Short task: Everything from the line containing "Report the location of every instance of the pitched" through the last line of the records below should be printed exactly, please, and nothing else.

Records for this exercise:

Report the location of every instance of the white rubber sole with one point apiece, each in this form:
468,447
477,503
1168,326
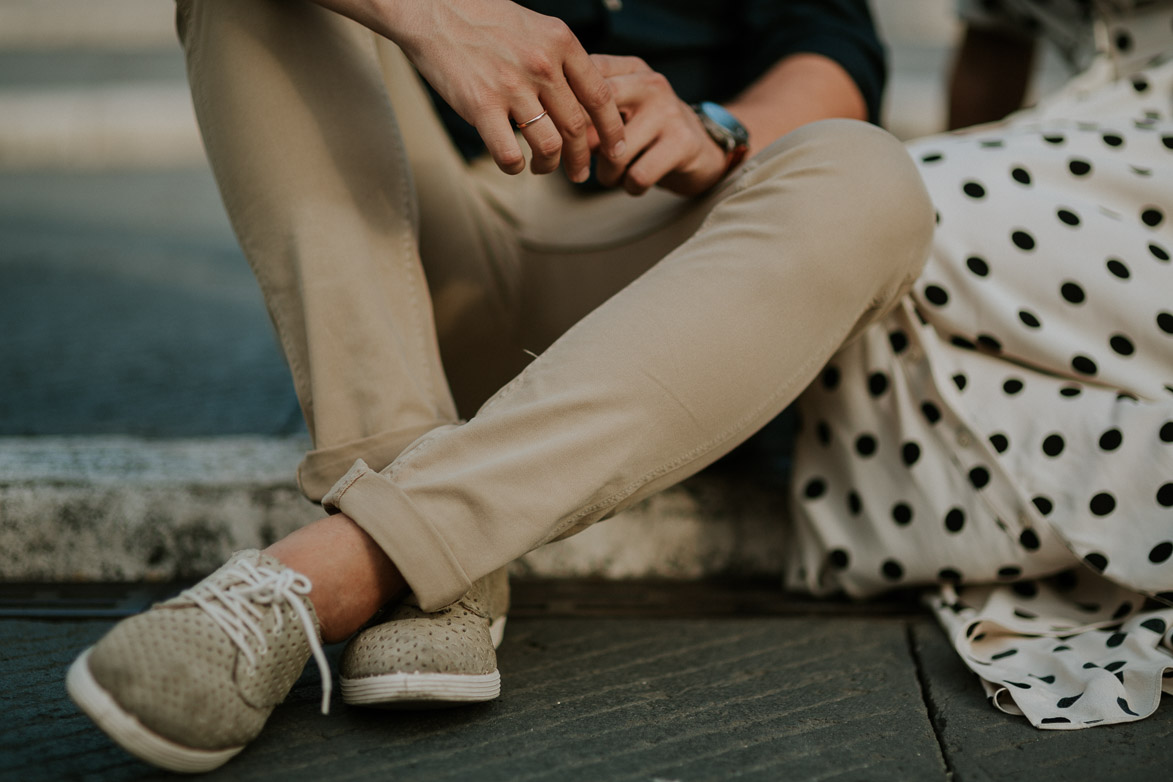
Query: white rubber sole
419,691
130,734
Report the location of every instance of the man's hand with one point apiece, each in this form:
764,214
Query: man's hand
497,63
666,143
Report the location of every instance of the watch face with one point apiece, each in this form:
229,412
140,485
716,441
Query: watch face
737,134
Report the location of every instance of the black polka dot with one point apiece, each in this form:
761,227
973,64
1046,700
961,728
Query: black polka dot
1023,240
989,342
955,519
815,488
1029,319
980,477
1118,269
1154,625
1052,444
1111,439
1084,365
1097,562
866,444
1066,580
1121,345
977,265
1072,292
1102,504
936,296
1165,495
1043,504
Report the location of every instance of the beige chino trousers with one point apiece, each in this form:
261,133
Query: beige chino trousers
601,346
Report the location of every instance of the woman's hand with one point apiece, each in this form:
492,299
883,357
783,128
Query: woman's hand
666,143
497,63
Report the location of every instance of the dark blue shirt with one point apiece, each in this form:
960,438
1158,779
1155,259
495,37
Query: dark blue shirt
712,49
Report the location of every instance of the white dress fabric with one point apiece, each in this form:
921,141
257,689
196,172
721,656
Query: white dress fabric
1007,433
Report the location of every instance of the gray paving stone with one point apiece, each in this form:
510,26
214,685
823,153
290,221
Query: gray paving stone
583,699
983,745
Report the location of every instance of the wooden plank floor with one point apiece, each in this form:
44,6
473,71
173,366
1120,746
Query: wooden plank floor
773,689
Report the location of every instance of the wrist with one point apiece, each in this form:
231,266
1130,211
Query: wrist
726,131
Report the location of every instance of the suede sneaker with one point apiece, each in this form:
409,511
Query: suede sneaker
189,682
412,659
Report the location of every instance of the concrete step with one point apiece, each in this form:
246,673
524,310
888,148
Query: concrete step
129,509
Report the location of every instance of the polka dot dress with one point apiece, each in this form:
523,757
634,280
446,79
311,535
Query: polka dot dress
1007,433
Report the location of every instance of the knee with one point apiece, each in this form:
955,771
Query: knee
863,203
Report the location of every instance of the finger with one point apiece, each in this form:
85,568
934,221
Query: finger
571,122
595,95
642,131
650,168
543,138
610,65
497,134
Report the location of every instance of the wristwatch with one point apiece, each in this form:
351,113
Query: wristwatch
725,129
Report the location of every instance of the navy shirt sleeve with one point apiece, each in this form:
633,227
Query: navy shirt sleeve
839,29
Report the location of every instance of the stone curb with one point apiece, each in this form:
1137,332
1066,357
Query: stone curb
112,508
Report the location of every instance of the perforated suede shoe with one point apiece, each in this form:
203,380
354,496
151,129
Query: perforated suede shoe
189,682
412,659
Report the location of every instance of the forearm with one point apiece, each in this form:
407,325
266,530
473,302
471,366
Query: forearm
800,89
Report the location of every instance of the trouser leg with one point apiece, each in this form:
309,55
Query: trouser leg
295,107
809,244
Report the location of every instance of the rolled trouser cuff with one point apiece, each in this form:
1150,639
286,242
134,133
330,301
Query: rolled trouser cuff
415,546
320,469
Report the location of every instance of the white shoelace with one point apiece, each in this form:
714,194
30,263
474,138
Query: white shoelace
236,611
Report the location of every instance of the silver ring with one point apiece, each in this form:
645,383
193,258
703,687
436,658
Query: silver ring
529,122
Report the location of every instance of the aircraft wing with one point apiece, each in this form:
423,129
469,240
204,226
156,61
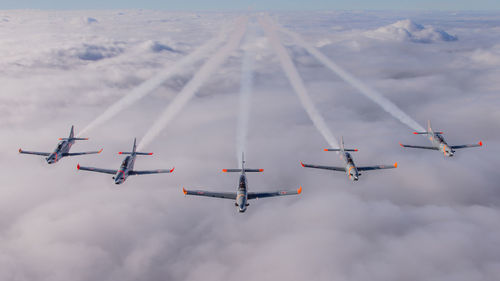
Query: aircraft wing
341,169
98,170
379,167
223,195
146,172
34,152
82,153
417,146
257,195
467,145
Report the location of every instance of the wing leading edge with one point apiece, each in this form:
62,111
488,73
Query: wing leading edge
257,195
34,152
98,170
340,169
222,195
378,167
147,172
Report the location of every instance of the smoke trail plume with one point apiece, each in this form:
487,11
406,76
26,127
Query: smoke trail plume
297,83
195,83
150,85
246,88
370,93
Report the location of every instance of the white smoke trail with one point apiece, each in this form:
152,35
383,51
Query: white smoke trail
195,83
150,85
297,83
246,88
370,93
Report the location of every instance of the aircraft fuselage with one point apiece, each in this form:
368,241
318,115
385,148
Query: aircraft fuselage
242,194
438,141
62,148
126,166
350,167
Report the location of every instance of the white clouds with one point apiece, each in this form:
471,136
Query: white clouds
430,219
407,30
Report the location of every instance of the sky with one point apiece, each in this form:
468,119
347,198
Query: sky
484,5
432,218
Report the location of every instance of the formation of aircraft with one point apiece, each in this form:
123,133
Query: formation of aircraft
62,149
438,142
241,196
349,168
127,167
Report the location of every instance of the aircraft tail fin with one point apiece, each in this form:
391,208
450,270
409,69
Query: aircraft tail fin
342,148
429,130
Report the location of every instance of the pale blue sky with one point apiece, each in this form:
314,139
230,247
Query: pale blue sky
256,4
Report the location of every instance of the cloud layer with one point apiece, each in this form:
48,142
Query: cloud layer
430,219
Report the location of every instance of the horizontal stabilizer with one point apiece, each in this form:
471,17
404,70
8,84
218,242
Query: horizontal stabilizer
70,139
136,153
338,149
240,170
425,133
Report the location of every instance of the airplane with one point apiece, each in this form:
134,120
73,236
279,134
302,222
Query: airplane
62,149
126,168
241,196
438,142
350,168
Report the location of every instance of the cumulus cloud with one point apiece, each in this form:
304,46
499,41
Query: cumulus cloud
407,30
431,219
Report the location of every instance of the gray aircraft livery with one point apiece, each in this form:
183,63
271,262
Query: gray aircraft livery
241,196
350,168
126,168
438,142
62,149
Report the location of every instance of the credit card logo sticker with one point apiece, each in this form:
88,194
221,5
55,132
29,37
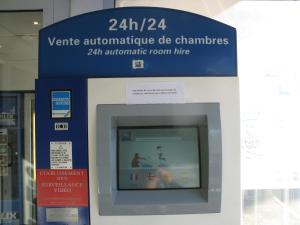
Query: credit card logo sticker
61,104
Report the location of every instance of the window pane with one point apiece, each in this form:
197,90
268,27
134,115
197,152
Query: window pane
268,57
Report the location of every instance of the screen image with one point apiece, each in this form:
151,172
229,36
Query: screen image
158,158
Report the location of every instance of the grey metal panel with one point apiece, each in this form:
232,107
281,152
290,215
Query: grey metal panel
108,4
53,10
206,199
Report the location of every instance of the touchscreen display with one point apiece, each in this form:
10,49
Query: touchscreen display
158,158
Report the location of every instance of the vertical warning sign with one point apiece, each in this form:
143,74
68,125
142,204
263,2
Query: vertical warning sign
61,155
61,104
62,187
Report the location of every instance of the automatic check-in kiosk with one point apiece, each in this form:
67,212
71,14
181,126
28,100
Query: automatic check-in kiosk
138,120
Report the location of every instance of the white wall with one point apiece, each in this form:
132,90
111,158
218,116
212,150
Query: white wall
223,90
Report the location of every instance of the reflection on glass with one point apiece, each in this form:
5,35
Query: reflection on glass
18,69
158,157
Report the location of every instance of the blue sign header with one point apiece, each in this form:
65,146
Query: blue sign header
137,42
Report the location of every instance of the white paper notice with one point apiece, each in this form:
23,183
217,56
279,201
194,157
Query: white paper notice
61,155
155,92
66,215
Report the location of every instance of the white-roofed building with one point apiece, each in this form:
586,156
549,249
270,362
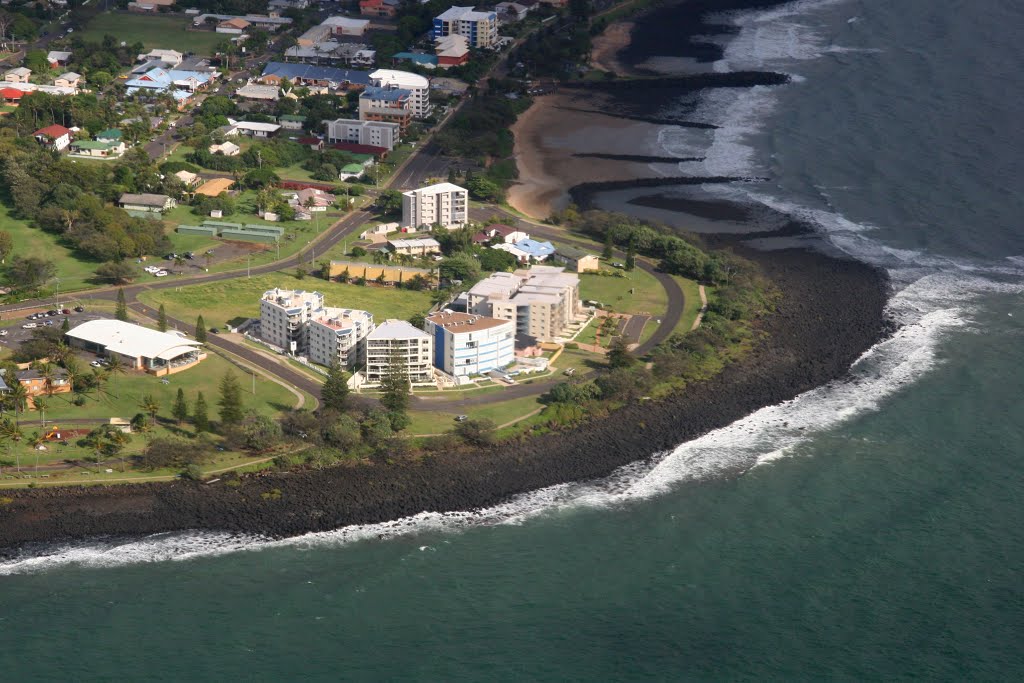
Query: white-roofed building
398,342
415,247
418,85
140,348
442,204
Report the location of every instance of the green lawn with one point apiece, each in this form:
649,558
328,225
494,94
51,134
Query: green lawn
436,422
73,271
123,393
639,292
219,302
153,32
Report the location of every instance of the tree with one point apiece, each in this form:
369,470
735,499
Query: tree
6,245
620,354
121,311
116,272
150,406
180,408
394,385
334,393
30,272
230,399
631,256
201,417
389,201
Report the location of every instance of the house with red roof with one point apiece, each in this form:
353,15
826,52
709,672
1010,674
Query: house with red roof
55,137
11,95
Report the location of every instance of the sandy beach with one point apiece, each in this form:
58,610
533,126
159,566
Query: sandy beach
551,138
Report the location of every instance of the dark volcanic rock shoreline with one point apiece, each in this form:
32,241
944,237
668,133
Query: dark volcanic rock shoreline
832,311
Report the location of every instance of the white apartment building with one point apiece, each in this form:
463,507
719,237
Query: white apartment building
402,80
398,341
542,302
378,133
467,344
284,314
479,28
336,335
442,204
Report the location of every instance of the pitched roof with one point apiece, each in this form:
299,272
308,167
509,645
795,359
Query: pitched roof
53,131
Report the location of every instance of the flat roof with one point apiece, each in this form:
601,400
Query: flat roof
133,340
460,323
396,330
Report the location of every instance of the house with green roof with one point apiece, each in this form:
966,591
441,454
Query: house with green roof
110,135
292,121
97,148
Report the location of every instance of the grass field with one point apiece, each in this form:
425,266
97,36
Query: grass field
639,292
73,271
219,302
153,32
123,393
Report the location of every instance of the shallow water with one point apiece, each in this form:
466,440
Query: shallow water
877,529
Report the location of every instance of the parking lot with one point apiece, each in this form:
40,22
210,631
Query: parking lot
15,334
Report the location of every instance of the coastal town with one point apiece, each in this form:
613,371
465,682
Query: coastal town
285,227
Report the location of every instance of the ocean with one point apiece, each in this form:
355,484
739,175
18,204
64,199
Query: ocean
876,530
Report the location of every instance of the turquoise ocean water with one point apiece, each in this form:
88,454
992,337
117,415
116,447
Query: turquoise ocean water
877,532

Output below:
Report the location of every instance of the pitched roof with one point apiece, each in this form:
299,272
308,167
509,645
795,359
Query: pitched roof
53,131
Report the location of every instance of the flat roof with one point apiece, each in this form:
601,400
Query: flat roof
133,340
460,323
396,330
Report the location of every instance of the house with green roof with one point apiece, each in this form:
966,591
441,454
Query: house with green roof
110,135
292,121
97,148
Report the location of every instance of the grass field with one point apiece, each in this form:
425,266
97,36
Query: grass field
639,292
73,271
219,302
153,32
123,393
Report the location of every instance of the shallow water with one point apiece, each in this form:
466,440
Query: shallow water
877,529
Report the location of every instance of the parking lot with one point apiece, each in this form:
40,22
210,631
Query: parking lot
15,334
Report the location of every instance of the coastal town with one point apiece, each in this form:
613,371
465,682
Query: coastal town
285,227
Report the location of every instance of the ocean with one point apiece, each in this form:
355,484
739,175
18,204
64,199
Query: ocean
876,530
Report the location of every instance of the turquoise ocean water with one point apiece, each in this form:
88,454
992,337
117,415
116,447
Query: turquoise ocean water
877,532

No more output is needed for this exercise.